Job
In the text about starting a new job, why is the co-worker in more of the lead role?

Text
━━━━
You’re excited. It’s your first day on the new job. You got a decent raise and are new to the area. You have a little bit of experience with this type of job, so it’s not completely foreign to you. Everyone you meet has been friendly, and the workload doesn’t seem to be unreasonable. You’re assigned to work with another person, and both of you all will be on the same team doing the same job, but your co-worker is in more of the lead role since they’ve been there longer.
Fast forward a month, and your dream job has turned into a nightmare. The job isn’t getting done well. The supervisor is on you to do better, be faster. Your co-worker, who is still always nice to you, seems to have been giving you misleading tasks and guidance. You can’t figure out if it’s on purpose, by mistake, or if you’re just not understanding something. Your supervisor is questioning your abilities, and you’re hearing rumors that another co-worker has been talking about how you need more training. There’s the legitimate threat of losing your job.
━━━━
Records
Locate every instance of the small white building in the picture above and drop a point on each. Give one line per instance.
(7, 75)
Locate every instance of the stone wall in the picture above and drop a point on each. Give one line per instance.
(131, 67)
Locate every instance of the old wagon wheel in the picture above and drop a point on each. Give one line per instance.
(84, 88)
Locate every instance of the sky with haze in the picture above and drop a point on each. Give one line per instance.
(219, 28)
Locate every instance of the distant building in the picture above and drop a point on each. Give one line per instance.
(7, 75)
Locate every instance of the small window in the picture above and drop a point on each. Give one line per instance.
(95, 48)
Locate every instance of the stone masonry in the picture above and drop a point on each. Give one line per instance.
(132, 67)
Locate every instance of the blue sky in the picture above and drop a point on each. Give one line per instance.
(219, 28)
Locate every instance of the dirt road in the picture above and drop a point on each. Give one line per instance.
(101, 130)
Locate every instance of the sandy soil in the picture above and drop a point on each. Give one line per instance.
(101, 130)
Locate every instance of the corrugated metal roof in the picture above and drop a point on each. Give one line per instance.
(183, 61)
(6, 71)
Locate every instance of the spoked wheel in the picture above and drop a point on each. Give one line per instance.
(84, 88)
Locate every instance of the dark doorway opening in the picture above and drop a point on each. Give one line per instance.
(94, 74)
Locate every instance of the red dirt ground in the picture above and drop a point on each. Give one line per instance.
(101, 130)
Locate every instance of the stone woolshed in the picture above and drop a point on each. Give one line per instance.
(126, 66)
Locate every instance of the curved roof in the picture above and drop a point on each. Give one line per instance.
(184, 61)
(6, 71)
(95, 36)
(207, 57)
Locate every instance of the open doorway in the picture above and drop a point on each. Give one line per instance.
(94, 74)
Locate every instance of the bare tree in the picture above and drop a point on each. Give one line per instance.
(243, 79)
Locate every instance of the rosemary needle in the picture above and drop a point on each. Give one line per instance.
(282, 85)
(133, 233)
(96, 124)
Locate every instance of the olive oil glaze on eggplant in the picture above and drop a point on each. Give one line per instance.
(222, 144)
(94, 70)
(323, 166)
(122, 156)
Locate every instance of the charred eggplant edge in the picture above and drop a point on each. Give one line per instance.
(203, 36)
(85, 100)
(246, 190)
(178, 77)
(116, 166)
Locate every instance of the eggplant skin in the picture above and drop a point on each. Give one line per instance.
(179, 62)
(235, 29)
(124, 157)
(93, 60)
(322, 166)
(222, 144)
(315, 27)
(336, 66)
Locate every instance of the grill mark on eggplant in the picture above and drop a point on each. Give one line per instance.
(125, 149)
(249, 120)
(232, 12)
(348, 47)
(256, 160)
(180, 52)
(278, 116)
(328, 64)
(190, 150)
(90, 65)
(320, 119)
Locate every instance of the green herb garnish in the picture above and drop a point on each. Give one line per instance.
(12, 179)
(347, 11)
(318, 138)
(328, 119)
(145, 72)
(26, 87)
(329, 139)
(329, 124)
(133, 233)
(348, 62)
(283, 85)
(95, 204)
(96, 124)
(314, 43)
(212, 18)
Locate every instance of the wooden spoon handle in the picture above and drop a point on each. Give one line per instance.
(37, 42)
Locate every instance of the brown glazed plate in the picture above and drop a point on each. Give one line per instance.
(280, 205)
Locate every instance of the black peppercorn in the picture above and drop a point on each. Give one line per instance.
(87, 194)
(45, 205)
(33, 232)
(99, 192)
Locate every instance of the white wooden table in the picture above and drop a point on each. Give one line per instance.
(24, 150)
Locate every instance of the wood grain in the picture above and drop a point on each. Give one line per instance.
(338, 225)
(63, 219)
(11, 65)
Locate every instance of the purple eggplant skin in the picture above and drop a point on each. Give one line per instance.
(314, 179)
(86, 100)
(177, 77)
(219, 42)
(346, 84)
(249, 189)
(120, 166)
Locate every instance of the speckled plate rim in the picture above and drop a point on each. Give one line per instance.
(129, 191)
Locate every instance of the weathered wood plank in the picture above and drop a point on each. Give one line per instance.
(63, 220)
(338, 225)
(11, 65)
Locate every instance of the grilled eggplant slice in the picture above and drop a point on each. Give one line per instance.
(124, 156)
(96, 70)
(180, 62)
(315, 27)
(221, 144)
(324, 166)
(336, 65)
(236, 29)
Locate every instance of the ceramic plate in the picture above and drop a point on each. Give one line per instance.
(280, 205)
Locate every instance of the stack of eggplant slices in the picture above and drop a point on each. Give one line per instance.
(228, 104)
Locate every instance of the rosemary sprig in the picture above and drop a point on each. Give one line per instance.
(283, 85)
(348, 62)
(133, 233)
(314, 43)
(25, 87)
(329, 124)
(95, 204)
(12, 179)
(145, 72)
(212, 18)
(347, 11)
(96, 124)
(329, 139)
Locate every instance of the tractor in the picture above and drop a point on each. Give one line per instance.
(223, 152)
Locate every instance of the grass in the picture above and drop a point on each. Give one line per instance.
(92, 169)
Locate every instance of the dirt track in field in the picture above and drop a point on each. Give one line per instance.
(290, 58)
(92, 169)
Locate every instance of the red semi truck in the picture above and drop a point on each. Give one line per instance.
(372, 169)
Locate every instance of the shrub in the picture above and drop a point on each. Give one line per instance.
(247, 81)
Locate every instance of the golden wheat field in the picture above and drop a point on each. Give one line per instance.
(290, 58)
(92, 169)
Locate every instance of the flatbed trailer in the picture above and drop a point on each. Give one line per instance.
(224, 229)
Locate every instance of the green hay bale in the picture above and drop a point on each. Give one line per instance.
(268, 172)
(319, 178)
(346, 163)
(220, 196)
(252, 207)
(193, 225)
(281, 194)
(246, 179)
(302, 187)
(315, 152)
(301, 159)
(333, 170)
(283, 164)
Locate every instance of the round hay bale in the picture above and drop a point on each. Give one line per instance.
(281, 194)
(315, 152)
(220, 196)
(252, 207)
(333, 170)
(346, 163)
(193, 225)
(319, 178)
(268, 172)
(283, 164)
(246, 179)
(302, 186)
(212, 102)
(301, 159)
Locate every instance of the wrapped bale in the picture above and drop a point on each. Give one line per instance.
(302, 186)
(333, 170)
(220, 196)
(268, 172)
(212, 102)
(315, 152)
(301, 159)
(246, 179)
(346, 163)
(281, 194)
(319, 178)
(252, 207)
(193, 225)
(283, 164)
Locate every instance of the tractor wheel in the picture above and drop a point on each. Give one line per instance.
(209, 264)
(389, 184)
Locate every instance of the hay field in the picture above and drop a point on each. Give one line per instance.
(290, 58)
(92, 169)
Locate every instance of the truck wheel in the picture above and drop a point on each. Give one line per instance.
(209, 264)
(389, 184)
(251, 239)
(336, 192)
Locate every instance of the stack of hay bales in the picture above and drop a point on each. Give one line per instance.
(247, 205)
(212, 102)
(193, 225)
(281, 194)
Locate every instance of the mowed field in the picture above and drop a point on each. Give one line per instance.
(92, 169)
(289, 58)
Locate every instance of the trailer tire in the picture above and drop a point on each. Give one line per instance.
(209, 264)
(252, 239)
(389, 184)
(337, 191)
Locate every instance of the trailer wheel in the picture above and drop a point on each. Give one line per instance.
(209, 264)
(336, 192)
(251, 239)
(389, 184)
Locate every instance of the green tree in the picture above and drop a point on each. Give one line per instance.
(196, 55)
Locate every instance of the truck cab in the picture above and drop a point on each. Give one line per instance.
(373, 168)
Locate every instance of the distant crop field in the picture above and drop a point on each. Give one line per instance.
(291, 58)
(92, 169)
━━━━
Written answer
The co-worker has been there longer.